Do this: Starting from the line containing "Shelf-audit task: drop a dot on every instance of the breast", write out the rest of the entries exactly, through the final line, including nothing else.

Extracted entries:
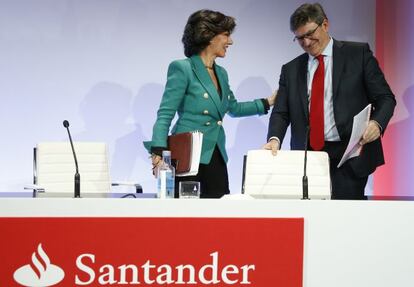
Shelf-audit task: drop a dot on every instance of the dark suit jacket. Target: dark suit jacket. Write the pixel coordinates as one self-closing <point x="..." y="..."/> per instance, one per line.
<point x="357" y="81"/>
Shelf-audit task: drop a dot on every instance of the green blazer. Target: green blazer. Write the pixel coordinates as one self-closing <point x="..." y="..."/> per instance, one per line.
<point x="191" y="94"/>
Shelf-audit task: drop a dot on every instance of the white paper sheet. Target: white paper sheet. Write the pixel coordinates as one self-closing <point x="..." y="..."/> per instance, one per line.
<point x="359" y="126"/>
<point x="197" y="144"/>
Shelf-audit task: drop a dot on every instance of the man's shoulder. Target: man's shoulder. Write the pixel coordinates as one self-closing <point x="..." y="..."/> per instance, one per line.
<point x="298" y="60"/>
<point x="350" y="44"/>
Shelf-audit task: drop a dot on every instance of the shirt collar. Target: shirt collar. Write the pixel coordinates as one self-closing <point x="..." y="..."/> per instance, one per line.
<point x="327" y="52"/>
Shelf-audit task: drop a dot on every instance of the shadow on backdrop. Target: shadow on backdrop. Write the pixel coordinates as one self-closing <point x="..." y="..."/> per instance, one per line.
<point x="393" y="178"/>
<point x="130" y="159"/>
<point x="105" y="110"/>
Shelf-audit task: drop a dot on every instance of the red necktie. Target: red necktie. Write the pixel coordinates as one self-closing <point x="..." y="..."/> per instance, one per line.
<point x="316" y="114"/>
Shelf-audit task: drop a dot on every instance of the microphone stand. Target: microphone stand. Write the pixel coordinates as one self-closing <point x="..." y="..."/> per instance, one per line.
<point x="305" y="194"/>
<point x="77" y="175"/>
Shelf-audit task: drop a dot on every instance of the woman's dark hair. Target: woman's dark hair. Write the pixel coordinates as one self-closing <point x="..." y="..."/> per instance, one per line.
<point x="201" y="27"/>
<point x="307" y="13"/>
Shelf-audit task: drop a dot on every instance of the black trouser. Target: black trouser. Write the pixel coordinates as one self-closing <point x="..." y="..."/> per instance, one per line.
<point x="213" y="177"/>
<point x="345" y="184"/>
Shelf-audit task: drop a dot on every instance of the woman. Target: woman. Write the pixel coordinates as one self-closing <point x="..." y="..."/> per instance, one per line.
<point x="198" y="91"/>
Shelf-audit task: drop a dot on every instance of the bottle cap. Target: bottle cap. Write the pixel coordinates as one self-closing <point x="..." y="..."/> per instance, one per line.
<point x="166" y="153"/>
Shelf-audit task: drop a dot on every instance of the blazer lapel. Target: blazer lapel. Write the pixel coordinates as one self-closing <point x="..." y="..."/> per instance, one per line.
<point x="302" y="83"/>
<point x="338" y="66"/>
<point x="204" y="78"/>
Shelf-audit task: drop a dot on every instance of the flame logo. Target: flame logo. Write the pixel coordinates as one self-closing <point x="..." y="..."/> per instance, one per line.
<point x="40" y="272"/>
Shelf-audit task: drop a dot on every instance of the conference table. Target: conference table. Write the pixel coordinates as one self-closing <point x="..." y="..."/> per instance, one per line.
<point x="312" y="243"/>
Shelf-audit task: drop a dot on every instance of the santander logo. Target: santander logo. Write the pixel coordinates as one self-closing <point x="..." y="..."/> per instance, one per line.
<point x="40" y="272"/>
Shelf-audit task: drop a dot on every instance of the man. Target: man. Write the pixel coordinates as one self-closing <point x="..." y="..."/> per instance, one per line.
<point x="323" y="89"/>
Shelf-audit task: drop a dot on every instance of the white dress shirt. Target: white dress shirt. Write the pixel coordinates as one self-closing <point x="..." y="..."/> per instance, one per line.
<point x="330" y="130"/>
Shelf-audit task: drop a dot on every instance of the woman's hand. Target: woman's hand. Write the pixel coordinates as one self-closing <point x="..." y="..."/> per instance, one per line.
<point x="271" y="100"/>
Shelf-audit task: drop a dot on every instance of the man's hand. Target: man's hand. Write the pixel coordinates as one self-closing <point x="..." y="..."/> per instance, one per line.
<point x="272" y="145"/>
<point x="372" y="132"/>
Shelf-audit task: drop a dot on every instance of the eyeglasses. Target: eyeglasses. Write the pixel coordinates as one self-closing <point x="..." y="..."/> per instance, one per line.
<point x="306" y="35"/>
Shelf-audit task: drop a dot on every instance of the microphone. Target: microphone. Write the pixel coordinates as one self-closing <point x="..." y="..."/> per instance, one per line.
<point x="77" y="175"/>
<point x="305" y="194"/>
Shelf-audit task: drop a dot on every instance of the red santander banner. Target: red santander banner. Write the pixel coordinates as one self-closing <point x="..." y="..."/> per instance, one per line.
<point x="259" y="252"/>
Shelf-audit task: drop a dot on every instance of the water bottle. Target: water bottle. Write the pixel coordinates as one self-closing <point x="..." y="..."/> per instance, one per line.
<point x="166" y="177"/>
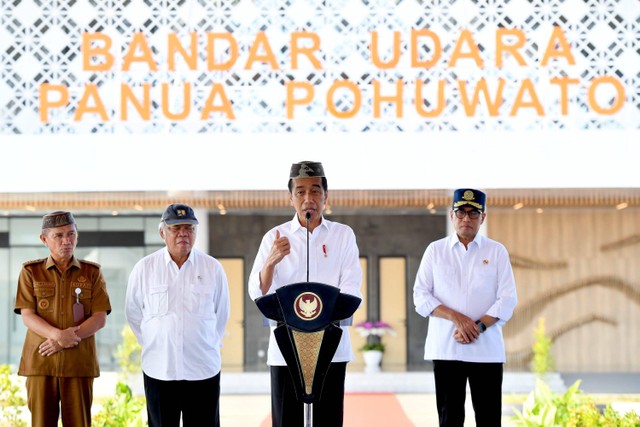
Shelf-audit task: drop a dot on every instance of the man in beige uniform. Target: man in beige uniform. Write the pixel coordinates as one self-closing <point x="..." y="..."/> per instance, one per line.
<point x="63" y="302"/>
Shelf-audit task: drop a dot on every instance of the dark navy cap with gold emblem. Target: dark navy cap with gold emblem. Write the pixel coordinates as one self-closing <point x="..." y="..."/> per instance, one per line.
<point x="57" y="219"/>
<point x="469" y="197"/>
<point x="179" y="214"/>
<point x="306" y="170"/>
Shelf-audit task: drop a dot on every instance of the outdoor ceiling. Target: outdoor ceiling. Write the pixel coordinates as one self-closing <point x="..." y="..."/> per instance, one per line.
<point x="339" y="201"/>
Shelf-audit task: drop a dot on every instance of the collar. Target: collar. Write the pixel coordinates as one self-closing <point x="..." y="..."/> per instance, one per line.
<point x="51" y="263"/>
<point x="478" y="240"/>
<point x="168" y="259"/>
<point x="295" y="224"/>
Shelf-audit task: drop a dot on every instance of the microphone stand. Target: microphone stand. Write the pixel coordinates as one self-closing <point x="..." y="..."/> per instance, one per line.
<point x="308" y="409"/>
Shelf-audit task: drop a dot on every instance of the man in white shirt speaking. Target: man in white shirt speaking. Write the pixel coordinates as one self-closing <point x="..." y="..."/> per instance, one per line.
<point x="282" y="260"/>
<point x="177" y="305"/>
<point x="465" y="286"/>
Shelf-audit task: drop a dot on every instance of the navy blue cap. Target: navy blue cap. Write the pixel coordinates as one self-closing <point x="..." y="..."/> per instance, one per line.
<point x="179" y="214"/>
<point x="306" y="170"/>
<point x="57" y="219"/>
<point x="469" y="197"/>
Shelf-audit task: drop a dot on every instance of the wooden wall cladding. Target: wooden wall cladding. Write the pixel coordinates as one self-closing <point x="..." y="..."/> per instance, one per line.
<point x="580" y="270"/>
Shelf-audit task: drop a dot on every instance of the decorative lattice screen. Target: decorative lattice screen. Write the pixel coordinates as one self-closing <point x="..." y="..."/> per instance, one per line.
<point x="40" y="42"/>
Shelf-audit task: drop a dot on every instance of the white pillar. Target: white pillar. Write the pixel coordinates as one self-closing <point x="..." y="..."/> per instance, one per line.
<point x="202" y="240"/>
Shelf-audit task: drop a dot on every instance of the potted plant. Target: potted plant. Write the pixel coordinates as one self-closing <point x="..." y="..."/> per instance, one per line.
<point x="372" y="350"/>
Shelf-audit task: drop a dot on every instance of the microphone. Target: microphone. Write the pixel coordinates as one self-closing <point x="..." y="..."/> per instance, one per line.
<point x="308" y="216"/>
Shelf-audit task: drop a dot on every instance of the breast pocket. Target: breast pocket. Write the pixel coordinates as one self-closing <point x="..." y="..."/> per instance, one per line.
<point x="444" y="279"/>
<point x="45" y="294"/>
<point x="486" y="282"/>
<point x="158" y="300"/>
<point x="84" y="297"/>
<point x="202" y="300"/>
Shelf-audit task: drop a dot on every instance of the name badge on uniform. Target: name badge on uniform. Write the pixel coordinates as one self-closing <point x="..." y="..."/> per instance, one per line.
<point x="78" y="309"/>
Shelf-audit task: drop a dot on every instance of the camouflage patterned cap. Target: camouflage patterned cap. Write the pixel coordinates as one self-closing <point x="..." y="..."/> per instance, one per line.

The reply:
Shelf-audit task: drop a dot on every instance of the breast pocket. Target: breast pocket. Write the pixel coordinates as one self-closing <point x="..." y="..."/> per instance, one per line.
<point x="444" y="279"/>
<point x="45" y="294"/>
<point x="486" y="282"/>
<point x="158" y="300"/>
<point x="84" y="297"/>
<point x="202" y="300"/>
Shelf-audit task: drop a dot on every instance of the name badge on uniform. Target: name badge on uniform. Write the pixel coordinates as one self-closing <point x="..." y="..."/> per instance, one per line.
<point x="78" y="309"/>
Shelf-audit task: drop a dot on every instance of the camouflage patterned cap. Target: camouflage patterned cap. Write the pixel coordinates as one self-closing <point x="..." y="..."/> per instance, one per line.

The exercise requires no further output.